Activity:
Copy out the passage of the T-62 tank text word for word, starting at the words "The T-62 was" and stopping after the words "throughout the 1960s-1970s.".

Given text:
──────────
Overview

The T-62 is a Soviet main battle tank introduced in 1961 as an interim design bridging the T-55 medium tank and advanced T-64/T-72 MBTs. Its defining feature was the U-5TS 115 mm smoothbore cannon, the world's first smoothbore tank gun to enter mass production. Over 20,000 T-62s were built, seeing extensive combat from the Six-Day War (1967) through recent conflicts in Syria and Ukraine.

Historical context

Development began in 1958 at Uralvagonzavod in response to Western tanks mounting increasingly heavy armor (British Centurion, American M48 Patton). The T-54/55's 100 mm rifled gun lacked sufficient armor penetration against 1960s-era heavy tanks. Chief designer Leonid Kartsev adapted the T-55 chassis with a larger turret ring to accommodate the powerful 115 mm U-5TS smoothbore gun.

The smoothbore design, developed by OKB-9 design bureau, eliminated rifling to fire fin-stabilized APFSDS (armor-piercing fin-stabilized discarding sabot) rounds at higher velocities. First production vehicles rolled off the line at Uralvagonzavod in 1961, with the T-62 entering service with Soviet tank divisions by 1962.

The T-62 was intended as a stopgap until the revolutionary T-64 matured, but the T-64's technical problems delayed widespread deployment. Consequently, the T-62 remained in production until 1975 and served as the Soviet Army's primary MBT throughout the 1960s-1970s.

Specifications

Commonly cited specifications (T-62 Model 1972 baseline):

Dimensions:

  • Length (gun forward): 9.34 m (30 ft 8 in)
  • Hull length: 6.63 m (21 ft 9 in)
  • Width: 3.30 m (10 ft 10 in)
  • Height: 2.40 m (7 ft 10 in)
  • Ground clearance: 0.43 m (17 in)

Weights:

  • Combat weight: 40,000 kg (88,185 lb)
  • Power-to-weight ratio: 14.5 hp/ton

Armor:

  • Hull front: 102 mm at 60° (effective ~200 mm)
  • Turret front: 214 mm (centerline), 153 mm (gun mantlet)
  • Hull sides: 79 mm upper, 15 mm lower
  • Turret sides: 153 mm
  • Type: Cast steel turret, rolled homogeneous armor (RHA) hull

Powerplant:

  • Engine: V-55V 12-cylinder water-cooled diesel
  • Power: 580 hp (433 kW) at 2,000 rpm
  • Displacement: 38.88 L
  • Fuel capacity: 675 L internal + 285 L external drums
  • Transmission: Synchromesh 5-speed manual

Performance:

  • Maximum speed: 50 km/h (31 mph) on road
  • Reverse speed: 6-8 km/h (4-5 mph)
  • Range: 450 km (280 mi) internal fuel, 650 km (404 mi) with external drums
  • Fuel consumption: 1.5 L/km
  • Gradient: 60% (31°)
  • Side slope: 30% (17°)
  • Trench crossing: 2.85 m (9 ft 4 in)
  • Vertical obstacle: 0.8 m (2 ft 7 in)
  • Fording depth: 1.4 m (4 ft 7 in) unprepared, 5.5 m (18 ft) with snorkel

Armament:

Main gun: 2A20 115 mm smoothbore

  • Ammunition: 40 rounds (carousel autoloader + reserve stowage)
──────────
Records shown:
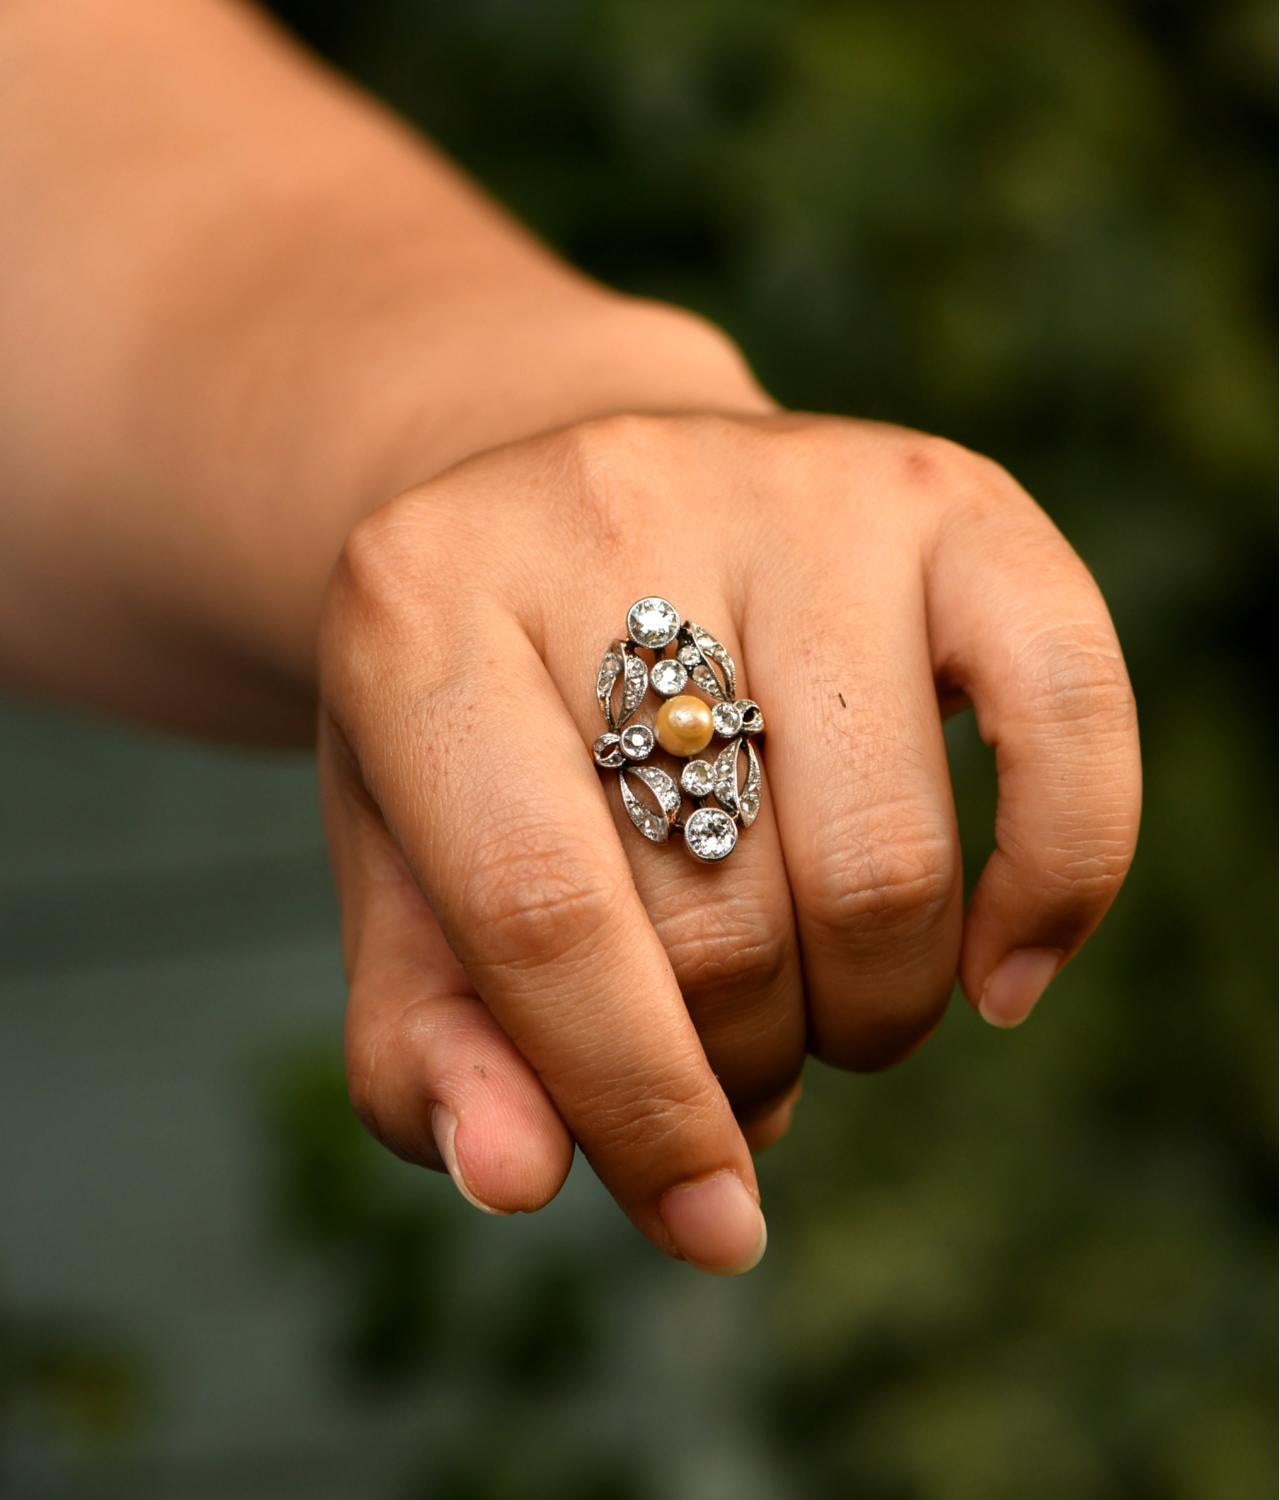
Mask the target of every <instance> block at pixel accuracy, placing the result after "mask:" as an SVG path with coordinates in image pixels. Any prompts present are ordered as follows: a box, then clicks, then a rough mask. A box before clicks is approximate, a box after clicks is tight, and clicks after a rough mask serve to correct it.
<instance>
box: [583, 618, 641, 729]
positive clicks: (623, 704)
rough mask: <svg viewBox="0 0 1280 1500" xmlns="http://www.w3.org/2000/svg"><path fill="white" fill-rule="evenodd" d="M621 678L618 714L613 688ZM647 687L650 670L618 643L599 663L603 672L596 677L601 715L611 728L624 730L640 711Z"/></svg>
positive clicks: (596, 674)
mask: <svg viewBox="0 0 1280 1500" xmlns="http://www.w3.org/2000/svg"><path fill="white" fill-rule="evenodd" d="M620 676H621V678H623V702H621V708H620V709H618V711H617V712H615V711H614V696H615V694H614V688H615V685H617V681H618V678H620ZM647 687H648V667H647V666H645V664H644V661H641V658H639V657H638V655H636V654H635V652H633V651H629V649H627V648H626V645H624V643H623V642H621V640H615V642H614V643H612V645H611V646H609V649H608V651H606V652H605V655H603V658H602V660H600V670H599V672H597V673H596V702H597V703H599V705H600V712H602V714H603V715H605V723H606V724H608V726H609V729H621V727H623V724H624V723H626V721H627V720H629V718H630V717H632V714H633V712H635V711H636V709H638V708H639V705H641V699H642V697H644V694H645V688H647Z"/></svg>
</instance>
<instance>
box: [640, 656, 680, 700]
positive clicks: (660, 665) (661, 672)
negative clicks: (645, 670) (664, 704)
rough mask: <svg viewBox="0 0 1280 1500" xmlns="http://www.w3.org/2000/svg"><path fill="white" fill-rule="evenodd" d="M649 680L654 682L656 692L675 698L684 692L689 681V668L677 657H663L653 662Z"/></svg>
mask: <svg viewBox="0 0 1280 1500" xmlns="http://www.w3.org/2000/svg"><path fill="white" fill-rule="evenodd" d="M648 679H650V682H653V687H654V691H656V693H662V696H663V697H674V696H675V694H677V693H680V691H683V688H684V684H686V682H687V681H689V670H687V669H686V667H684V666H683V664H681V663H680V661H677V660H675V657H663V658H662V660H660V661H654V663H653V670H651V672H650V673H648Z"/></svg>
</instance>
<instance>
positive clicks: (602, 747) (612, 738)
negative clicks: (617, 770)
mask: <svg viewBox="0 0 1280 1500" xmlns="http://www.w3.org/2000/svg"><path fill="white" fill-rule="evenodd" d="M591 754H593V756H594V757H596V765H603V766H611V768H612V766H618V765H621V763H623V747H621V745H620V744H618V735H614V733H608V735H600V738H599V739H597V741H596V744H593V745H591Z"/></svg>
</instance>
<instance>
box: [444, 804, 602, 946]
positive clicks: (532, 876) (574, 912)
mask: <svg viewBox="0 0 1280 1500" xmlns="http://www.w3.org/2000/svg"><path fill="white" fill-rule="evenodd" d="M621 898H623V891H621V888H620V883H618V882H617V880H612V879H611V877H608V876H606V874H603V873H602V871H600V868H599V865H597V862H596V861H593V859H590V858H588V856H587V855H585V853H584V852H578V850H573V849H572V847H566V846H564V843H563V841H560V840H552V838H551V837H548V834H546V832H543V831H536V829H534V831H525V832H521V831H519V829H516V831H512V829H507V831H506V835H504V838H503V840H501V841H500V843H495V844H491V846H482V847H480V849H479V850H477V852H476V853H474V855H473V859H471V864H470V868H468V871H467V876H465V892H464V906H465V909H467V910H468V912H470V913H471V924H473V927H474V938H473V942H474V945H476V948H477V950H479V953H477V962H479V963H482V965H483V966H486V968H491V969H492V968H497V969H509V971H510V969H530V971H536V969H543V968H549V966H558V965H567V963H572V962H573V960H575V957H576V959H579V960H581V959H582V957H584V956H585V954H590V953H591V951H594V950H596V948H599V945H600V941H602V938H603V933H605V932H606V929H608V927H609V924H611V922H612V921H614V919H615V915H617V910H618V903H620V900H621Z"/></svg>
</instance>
──────────
Exercise solution:
The T-62 was intended as a stopgap until the revolutionary T-64 matured, but the T-64's technical problems delayed widespread deployment. Consequently, the T-62 remained in production until 1975 and served as the Soviet Army's primary MBT throughout the 1960s-1970s.